Trains as symbols in literature give stories depth.  Trains are a place where people accidentally meet, go their separate ways, take the time to think, work on something, and even as a place of rest and relaxation.

And here are some great examples of trains and literature.

J.K. Rowling’s Harry Potter applies “Hogwarts Express”  into many levels of her story. The train, in which all characters reunite after a summer without seeing each other, serves as a place of bonding. The train is where the characters tell each other stories about their adventures and update each other on their current activities

In “The Polar Express”  Chris Van Allsburg‘s book, the train is the key element in the child’s experience.  Instead of the train transporting the children to a place where they will experience a great adventure, the magical train is where the adventures take place.


The Christmas Train by David Baldacci takes a disillusioned journalist Tom Langdon on a train journey from Washington D.C. to L.A in time for Christmas. The character travels by train that takes him on a journey of rude awakenings and a thrilling adventure. The train moves him across America and takes him into the rugged terrain of his own heart where he rediscovers people’s essential goodness and someone very special he believed he had lost.

Murder on the Orient Express by Agatha Christie. What a dream for the mystery addict to find a much-loathed murder victim found aboard the luxurious Orient Express with multiple stab wounds and thirteen likely suspects, an incomparably brilliant detective in Hercule Poirot, and the most ingenious crime ever conceived?

================

-- PROMPT 1 --
Copy the piece on trains in literature word for word, starting at "The Christmas Train" and ending at "crime ever conceived?".
-- PROMPT 2 --
Resume the piece on trains in literature after its last sentence and keep writing in the same vein.

-- DATA SEGMENT --
================

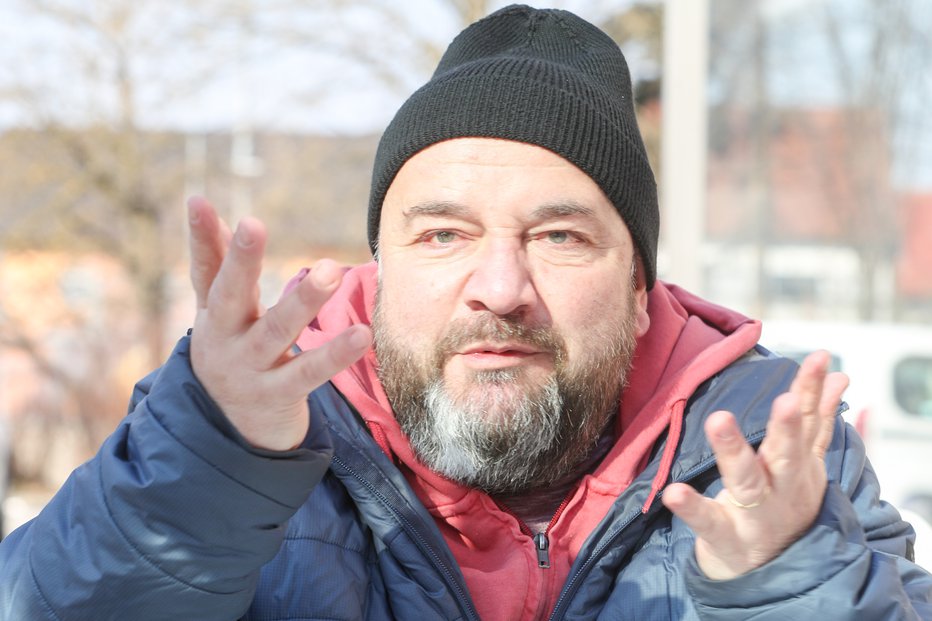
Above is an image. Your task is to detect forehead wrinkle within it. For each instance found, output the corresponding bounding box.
[531,200,595,220]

================

-- EXERCISE RESPONSE 1 --
The Christmas Train by David Baldacci takes a disillusioned journalist Tom Langdon on a train journey from Washington D.C. to L.A in time for Christmas. The character travels by train that takes him on a journey of rude awakenings and a thrilling adventure. The train moves him across America and takes him into the rugged terrain of his own heart where he rediscovers people’s essential goodness and someone very special he believed he had lost.

Murder on the Orient Express by Agatha Christie. What a dream for the mystery addict to find a much-loathed murder victim found aboard the luxurious Orient Express with multiple stab wounds and thirteen likely suspects, an incomparably brilliant detective in Hercule Poirot, and the most ingenious crime ever conceived?

-- EXERCISE RESPONSE 2 --
Starting in the 1800s the British led the way in the influence of trains in novels.

Visit Railways in Victorian Fiction to find interesting details on the first railway line in Britain that opened in 1830 and transformed how the public traveled and communicated in fiction. It focuses on the works of Thomas Hardy, Charles Dickens, and George Eliot and explores the influence of the railway on Victorian novels.

Want to plan a British literary train tour?

Are you inspired to explore the many British literary sites on a train? Here’s the trip that you could add to your fall vacation plans.

It’s Great Trains of Europe Literary Britain train tour where you’ll see how the rich heritage of English literature links with the landscapes where the stories are set.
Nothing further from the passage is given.